Listed entries.

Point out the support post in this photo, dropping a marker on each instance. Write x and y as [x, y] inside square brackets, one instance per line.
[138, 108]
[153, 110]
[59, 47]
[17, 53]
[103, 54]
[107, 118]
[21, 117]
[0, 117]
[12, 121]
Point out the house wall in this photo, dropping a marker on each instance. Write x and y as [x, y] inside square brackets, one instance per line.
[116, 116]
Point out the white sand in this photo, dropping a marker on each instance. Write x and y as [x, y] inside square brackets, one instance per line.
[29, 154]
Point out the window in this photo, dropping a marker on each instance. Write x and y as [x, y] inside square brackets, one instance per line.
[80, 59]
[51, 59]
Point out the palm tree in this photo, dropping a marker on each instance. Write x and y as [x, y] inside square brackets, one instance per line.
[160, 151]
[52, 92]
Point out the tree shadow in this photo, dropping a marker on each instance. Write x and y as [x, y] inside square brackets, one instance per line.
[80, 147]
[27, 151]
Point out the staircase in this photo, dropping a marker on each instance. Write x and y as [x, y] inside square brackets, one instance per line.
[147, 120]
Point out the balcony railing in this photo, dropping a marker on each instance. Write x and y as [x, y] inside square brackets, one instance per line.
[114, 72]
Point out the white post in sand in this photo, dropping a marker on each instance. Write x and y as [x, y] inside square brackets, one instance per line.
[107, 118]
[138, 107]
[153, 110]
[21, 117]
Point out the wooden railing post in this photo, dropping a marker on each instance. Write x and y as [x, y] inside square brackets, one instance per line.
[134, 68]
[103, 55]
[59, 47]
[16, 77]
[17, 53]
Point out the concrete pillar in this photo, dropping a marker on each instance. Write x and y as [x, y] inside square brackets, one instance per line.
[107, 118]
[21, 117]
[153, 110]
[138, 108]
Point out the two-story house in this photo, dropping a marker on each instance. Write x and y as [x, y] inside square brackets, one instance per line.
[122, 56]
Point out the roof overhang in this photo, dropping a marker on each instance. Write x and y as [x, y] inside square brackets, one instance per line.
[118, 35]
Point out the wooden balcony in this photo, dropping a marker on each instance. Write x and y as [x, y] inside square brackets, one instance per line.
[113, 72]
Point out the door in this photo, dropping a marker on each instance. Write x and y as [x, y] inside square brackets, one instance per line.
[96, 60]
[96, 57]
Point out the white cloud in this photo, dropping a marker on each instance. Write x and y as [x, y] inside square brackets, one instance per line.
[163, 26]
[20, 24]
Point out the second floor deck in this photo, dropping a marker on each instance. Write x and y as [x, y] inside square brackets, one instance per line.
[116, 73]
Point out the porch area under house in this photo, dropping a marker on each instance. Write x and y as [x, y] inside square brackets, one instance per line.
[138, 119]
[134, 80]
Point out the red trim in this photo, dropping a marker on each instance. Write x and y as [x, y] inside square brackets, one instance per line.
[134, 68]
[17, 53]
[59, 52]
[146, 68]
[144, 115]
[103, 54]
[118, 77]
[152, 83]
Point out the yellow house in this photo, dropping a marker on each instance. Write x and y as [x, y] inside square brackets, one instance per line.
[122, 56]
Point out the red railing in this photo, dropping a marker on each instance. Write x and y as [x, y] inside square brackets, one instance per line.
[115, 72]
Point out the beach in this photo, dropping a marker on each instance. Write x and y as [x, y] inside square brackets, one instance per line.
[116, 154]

Directive. Reproduce the lines from the one containing "Point out the white cloud" to the end of the entries, keeping both ends and adding nothing.

Result of this exercise.
Point out the white cloud in this photo, dropping a marker on each instance. Write x and y as [x, y] inside square brackets, one instance per line.
[163, 26]
[20, 24]
Point out the second floor deck in this photo, dropping a marker on each instance. Write x and y as [x, y] inside square brackets, one instance per line.
[116, 73]
Point out the porch area under house in this photo, dropping a marker on each instance. Write x and y as [x, y] inside square brackets, one instance per line.
[138, 119]
[134, 80]
Point out the red trim in this photo, dropping a marker on each instance. Write x and y as [x, y] inside square brackets, one instance per line.
[134, 68]
[17, 53]
[59, 52]
[146, 68]
[144, 115]
[103, 54]
[118, 77]
[152, 83]
Point out the yellow house in this photo, dropping a marker on each instance. Write x and y as [x, y] inside square brackets, one instance per line.
[122, 56]
Point out the red railing in this photo, dropping a marker on each instance. Write x and y as [x, y] inside square brackets, one instance per line.
[115, 72]
Point out the beach in this photo, dropping a marker on each instance. Write x and y as [x, y] inside square brackets, one instance per line.
[116, 154]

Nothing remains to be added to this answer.